PROBLEM TO SOLVE
Which countries does the passage on Russian and German antisemitism name? List every one.

>> start READING PASSAGE

Nazism inflicted history’s most horrendous crimes against Jews. But Germany has by no means been history’s top purveyor of global antisemitism.

That distinction goes to Russia, which spread antisemitism more widely and durably.

German and Russian strands cannot, of course, be tidily separated. Nazi rhetoric of Jewish financial and political control and of Jewish bloodlust had roots throughout Europe. It received a mighty boost, however, through the Protocols of the Elders of Zion, a forgery attributed to the Tsarist secret police.

We cannot compare Russian and German patterns of antisemitism in quantitative terms without first noting their qualitative differences. For Nazism, Europe needed an ontological cleansing: not a single Jew was to remain. Russia, too, has known that kind of “pureblood”, nationalist antisemitism. But it never shaped official policy.

Russia’s state-directed antisemitism has historically taken more targeted, strategic forms — less frenzied nationalism than old-style imperialism. It has easily coexisted with Russian Jews holding positions of political or cultural prominence. And it has gone through phases: Soviets condemned Tsarist pogroms before turning antisemitism into a tool of their own.

The two types of antisemitism also differ over time. The Nazis achieved unparalleled depth with shocking speed. The Kremlin’s more calculated manoeuvres, by contrast, have spanned far greater geographical breadth, and over a longer period.

After the war, West Germany steadily acknowledged Nazi atrocities by promoting public education and independent enquiry.

>> end READING PASSAGE
>> start GIVEN DATA

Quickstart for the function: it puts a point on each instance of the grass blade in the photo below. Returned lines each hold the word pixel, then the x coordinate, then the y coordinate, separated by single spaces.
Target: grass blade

>> end GIVEN DATA
>> start GIVEN DATA

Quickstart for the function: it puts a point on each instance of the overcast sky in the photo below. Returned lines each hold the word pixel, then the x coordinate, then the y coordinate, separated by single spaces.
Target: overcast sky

>> end GIVEN DATA

COMPLETED EXERCISE
Germany, Russia, West Germany